**Objetivo A**:
Atualize o excerto da página no trecho que vai de "Numa altura em" até "do poder local.", trocando "autarquias" por "câmaras municipais".
**Objetivo B**:
Responda com base no excerto da página:
(i) Quem é o autor do primeiro artigo do "Praça do Município"?
(ii) De que Câmara Municipal o autor se compromete a relatar as reuniões?
(iii) Por opção do executivo no poder, o que é omitido por completo nas atas?

Numa altura em que a nossa, como muitas das autarquias deste país, aderiram, lamentavelmente, à ficção já do conhecimento geral que é a transparência da res publica, começo por felicitar a louvável iniciativa e propósito do “Praça do Município” para abordar a actividade dos órgãos autárquicos concelhios.
De facto, não só é público como ostensivamente notório que, quando é possível, o acesso às entranhas das decisões públicas, é um inferno burocrático meticulosamente talhado para afastar os olhos dos cidadãos e inviabilizar qualquer escrutínio mais próximo da actividade governativa aos mais diversos níveis, seja do poder central seja do poder local.
Parabéns pois, “Praça do Município”, pela disponibilidade em surgir com o propósito de dar a conhecer tudo quanto envolva a realidade do município, disponibilidade este credibilizada pelo facto de o primeiro artigo ter como autor o líder de bancada do PSD na Assembleia Municipal.
Avanço com estas notas preambulares, para dizer que me associo ao convite do “Praça do Município” para prossecução do grande objectivo que é o engrandecimento do nosso concelho; fá-lo-ei, assumindo o compromisso de trazer aos leitores do “Praça do Município”, tudo o que de essencial se passa nas reuniões da Câmara Municipal de Oliveira do Bairro e que, vá lá saber-se porquê, há quem não queira ver exarado nas actas: serão, por assim dizer, intervenções que se constituirão como verdadeiros apensos às ditas.
Dispõe a lei que, de cada reunião é lavrada acta, que contém um resumo do que de essencial nela se tiver passado, indicando, designadamente, a data e o local da reunião, os membros presentes e ausentes, os assuntos apreciados, as decisões e deliberações tomadas e a forma e o resultado das respectivas votações e, bem assim, o facto de a acta ter sido lida e aprovada; por opção do executivo no poder, as actas são exaradas omitindo completamente os resumos do que de essencial se passa nas reuniões, seja ao nível das intervenções mantidas durante a apreciação dos assuntos, seja ao nível das declarações de voto.

**Linhas fornecidas**:
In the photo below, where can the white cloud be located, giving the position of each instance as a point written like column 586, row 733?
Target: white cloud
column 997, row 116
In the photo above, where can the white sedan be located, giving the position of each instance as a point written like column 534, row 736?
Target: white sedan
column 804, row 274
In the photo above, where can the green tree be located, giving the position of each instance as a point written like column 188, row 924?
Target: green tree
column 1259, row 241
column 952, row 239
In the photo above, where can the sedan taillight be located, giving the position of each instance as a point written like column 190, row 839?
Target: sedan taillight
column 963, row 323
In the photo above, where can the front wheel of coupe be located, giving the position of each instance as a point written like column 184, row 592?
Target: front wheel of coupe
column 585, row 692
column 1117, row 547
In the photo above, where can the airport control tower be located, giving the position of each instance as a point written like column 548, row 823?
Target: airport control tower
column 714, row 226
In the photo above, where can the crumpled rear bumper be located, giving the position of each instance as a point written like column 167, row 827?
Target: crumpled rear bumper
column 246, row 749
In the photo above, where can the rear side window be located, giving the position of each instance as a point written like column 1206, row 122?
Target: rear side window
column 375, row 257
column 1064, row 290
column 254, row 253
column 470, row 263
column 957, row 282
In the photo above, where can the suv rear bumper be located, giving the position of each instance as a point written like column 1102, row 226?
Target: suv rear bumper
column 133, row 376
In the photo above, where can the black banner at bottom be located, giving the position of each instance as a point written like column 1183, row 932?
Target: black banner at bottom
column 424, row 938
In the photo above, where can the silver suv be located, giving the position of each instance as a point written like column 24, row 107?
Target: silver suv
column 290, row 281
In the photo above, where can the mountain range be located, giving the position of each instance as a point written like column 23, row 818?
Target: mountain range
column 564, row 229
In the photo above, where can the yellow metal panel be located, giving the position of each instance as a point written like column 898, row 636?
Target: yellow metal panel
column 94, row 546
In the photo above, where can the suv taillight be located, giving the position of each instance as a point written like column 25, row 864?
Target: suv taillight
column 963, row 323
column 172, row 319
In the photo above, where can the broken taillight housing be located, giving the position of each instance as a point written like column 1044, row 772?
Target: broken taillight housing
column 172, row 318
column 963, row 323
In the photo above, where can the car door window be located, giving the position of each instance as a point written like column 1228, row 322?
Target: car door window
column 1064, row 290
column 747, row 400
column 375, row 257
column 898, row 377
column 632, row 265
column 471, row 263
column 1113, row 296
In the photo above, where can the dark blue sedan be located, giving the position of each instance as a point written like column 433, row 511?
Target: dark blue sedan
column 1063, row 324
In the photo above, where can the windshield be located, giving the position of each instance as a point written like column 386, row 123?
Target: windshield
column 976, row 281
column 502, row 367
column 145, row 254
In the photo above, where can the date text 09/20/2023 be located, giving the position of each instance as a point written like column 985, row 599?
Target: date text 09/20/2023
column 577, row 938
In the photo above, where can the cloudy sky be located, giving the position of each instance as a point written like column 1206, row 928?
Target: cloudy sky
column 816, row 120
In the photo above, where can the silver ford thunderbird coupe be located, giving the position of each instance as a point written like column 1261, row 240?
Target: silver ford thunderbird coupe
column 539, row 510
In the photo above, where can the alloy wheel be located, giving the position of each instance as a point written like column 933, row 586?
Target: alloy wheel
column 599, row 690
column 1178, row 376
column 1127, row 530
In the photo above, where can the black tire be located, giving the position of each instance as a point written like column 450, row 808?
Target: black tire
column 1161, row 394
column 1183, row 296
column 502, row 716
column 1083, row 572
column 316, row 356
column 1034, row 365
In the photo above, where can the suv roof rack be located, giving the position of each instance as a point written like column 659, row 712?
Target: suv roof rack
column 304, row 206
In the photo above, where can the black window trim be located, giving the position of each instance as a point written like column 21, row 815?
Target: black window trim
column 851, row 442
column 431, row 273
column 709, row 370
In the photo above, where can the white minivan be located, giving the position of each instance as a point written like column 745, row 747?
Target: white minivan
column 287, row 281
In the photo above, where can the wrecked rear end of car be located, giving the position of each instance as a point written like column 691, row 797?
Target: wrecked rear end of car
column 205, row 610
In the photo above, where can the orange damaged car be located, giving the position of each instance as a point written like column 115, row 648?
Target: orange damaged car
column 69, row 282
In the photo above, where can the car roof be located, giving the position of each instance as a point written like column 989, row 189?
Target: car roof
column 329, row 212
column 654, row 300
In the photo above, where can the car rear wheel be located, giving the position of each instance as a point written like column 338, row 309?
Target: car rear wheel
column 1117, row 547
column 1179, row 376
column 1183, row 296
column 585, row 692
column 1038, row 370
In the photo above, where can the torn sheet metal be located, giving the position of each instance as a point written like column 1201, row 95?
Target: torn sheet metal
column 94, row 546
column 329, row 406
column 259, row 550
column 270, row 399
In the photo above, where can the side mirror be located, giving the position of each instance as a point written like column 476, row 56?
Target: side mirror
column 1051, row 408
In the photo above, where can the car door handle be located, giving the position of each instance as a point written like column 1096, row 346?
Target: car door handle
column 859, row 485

...

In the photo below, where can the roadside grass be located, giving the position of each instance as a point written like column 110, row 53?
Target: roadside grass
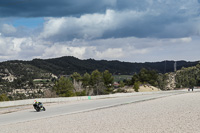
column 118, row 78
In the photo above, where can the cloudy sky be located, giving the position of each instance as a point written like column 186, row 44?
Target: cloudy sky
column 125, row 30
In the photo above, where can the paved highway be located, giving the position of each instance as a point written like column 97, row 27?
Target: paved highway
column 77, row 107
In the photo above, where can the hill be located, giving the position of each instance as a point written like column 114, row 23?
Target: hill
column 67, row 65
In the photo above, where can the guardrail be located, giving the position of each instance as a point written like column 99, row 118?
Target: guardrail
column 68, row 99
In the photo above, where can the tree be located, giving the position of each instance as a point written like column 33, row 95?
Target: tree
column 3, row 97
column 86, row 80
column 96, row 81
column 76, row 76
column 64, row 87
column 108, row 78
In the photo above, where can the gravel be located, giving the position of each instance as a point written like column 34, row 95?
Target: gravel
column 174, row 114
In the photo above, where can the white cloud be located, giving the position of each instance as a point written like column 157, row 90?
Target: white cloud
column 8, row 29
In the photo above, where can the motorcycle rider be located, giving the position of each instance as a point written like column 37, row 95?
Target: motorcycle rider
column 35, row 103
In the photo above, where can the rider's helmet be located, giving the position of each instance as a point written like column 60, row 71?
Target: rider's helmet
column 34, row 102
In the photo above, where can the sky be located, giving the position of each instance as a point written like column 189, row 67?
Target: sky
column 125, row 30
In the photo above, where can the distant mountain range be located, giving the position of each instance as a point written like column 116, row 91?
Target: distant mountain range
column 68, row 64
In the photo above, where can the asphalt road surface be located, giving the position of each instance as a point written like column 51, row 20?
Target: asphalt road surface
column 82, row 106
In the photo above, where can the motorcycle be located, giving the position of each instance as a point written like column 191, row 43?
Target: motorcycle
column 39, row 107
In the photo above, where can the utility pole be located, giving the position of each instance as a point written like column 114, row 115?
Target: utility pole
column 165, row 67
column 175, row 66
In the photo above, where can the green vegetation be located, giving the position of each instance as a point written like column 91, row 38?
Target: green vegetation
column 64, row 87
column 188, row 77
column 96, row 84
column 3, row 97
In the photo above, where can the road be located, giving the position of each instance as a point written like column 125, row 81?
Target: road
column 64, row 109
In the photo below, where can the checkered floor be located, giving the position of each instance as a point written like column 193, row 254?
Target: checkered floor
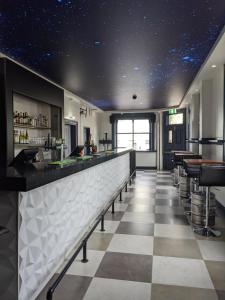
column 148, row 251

**Resultado completo A**:
Numa altura em que a nossa, como muitas das câmaras municipais deste país, aderiram, lamentavelmente, à ficção já do conhecimento geral que é a transparência da res publica, começo por felicitar a louvável iniciativa e propósito do “Praça do Município” para abordar a actividade dos órgãos autárquicos concelhios.
De facto, não só é público como ostensivamente notório que, quando é possível, o acesso às entranhas das decisões públicas, é um inferno burocrático meticulosamente talhado para afastar os olhos dos cidadãos e inviabilizar qualquer escrutínio mais próximo da actividade governativa aos mais diversos níveis, seja do poder central seja do poder local.

**Resultado completo B**:
(i) O líder de bancada do PSD na Assembleia Municipal.
(ii) Da Câmara Municipal de Oliveira do Bairro.
(iii) Os resumos do que de essencial se passa nas reuniões, tanto nas intervenções durante a apreciação dos assuntos como nas declarações de voto.